WORK ITEM -
With pictures omitted, output the records below exactly as they appear.

───── THE DATA ─────

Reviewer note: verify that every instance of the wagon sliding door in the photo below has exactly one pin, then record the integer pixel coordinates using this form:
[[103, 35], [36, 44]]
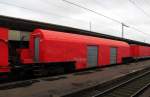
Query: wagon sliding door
[[113, 55], [92, 56], [36, 49]]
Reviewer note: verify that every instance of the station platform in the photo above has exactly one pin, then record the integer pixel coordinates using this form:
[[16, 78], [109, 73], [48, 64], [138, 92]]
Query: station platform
[[58, 86]]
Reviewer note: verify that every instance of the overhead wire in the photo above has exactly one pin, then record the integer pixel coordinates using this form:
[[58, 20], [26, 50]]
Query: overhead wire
[[75, 4]]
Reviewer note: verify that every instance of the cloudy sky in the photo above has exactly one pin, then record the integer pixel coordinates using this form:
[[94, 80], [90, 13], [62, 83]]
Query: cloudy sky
[[134, 13]]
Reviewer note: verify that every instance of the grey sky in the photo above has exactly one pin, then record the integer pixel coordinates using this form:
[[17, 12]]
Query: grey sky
[[59, 12]]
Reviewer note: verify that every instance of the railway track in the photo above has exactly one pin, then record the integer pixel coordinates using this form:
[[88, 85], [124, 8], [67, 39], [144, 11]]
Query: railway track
[[131, 85]]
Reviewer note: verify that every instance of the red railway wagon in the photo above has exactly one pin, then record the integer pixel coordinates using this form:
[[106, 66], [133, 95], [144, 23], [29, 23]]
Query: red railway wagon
[[85, 51], [4, 65], [138, 51]]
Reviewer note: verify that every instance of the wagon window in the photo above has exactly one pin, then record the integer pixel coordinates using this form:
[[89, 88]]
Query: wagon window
[[113, 55]]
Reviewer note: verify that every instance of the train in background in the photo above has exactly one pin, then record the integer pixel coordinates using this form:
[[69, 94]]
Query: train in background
[[53, 51]]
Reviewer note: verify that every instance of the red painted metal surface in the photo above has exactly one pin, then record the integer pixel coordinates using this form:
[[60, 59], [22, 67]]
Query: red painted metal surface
[[139, 51], [25, 56], [4, 66], [62, 47]]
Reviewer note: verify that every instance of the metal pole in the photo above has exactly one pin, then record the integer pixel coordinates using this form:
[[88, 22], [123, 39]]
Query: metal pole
[[90, 25], [122, 30]]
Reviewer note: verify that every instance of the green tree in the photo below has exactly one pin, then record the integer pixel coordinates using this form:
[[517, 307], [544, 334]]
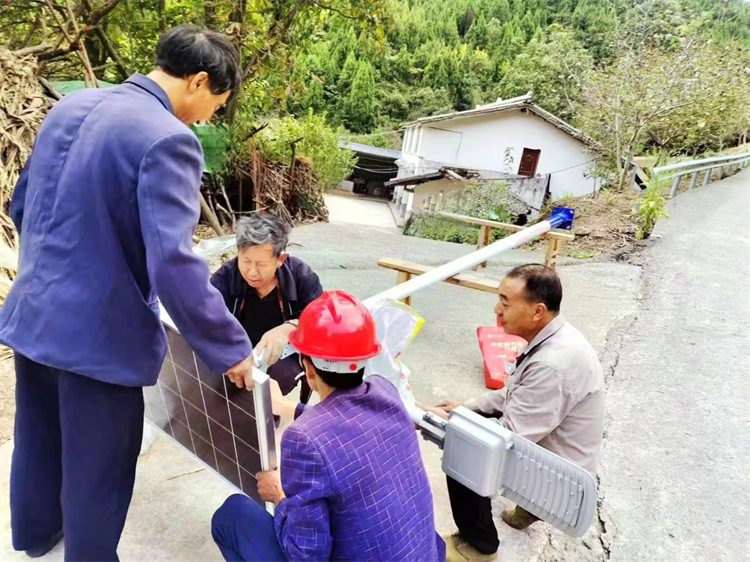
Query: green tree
[[553, 70], [360, 105]]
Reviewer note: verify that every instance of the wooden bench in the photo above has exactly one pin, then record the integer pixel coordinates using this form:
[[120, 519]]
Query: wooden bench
[[554, 237], [405, 269]]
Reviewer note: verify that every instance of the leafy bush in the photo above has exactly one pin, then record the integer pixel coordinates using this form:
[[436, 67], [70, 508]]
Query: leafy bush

─────

SOLUTION TO THE EXERCISE -
Reviewer note: verify that every instance of the wagon sliding door in the photo below has exactly one pin, then record the integer pixel coordinates using this form:
[[103, 35], [36, 44]]
Query: wagon sliding door
[[113, 55], [92, 56], [36, 49]]
Reviewer note: verify that every instance of the station platform in the photo above has exactly one pin, then record the integer pixel coordinates using this form:
[[16, 78], [109, 73], [48, 64], [138, 92]]
Query: station platform
[[58, 86]]
Reviewer note: verify that every instance of the overhead wire in the photo above has exactly one pin, then record the integer pixel coordinates using this form:
[[58, 20], [26, 50]]
Query: overhead wire
[[75, 4]]
Reviewer note: verify that every instance of the cloudy sky in the photo above has exactly one pin, then record the integer pixel coordinates using this form:
[[94, 80], [90, 13], [62, 83]]
Query: cloudy sky
[[134, 13]]
Reviewer note: verify that every instance of the grey sky in the photo above has exactly one pin, then record the integer pixel coordinates using this form:
[[17, 12]]
Query: grey sky
[[59, 12]]
Reviewer note: verify that every instance of the railway track in the photo above has exactly one pin, then record the integer pixel coordinates using this form:
[[88, 85], [124, 8], [67, 39], [144, 11]]
Query: railway track
[[131, 85]]
Reviewer note: verify that every instance of the red railway wagon in the photo above has exactly one pin, then record the integer pixel coordinates using this form:
[[106, 66], [133, 95], [144, 23], [29, 23]]
Query: red railway wagon
[[85, 51], [4, 65], [138, 51]]
Reviewer note: verify that every instance of the wagon window in the photo above has exactly one pin, then record the integer pixel coordinates using this form:
[[89, 88]]
Query: wagon window
[[113, 55]]
Reviewer note: verify that every instance of the train in background in the photo above has exactly one pin, then record the integer pixel coordinates using this form:
[[69, 94]]
Query: train in background
[[53, 51]]
Reviewer note: verify that every instance of the red painted metal surface in the photo above has exactly one pin, then record the integer pixel coordinates using this form:
[[60, 59], [22, 67]]
Query: red painted metal surface
[[139, 51], [25, 56], [4, 66], [62, 47]]
Reviewer note: verify that every instance of the metal pole in the photo above has exactly one pin, then record the integer pixel coordinates using this form:
[[88, 22], [123, 39]]
Query: metal pole
[[90, 25], [122, 30]]
Reviewer note: verify that every instance of the green tree in the photo below has exactly one pin, then record the integer pixel coordinates using this form:
[[517, 307], [544, 334]]
Query: green tree
[[553, 70], [360, 105]]
Reviewer note: verify that every instance of the wooden bench in the photo above has exactly one pin, then record the integer pixel coordinates using this form:
[[120, 519]]
Query: wooden bench
[[554, 237], [405, 269]]
Reviewer note: verify that every instance of the leafy bush in the photo above has exactly one pin, then record the integer pixel coordinates using this form:
[[436, 67], [70, 508]]
Query: leafy bush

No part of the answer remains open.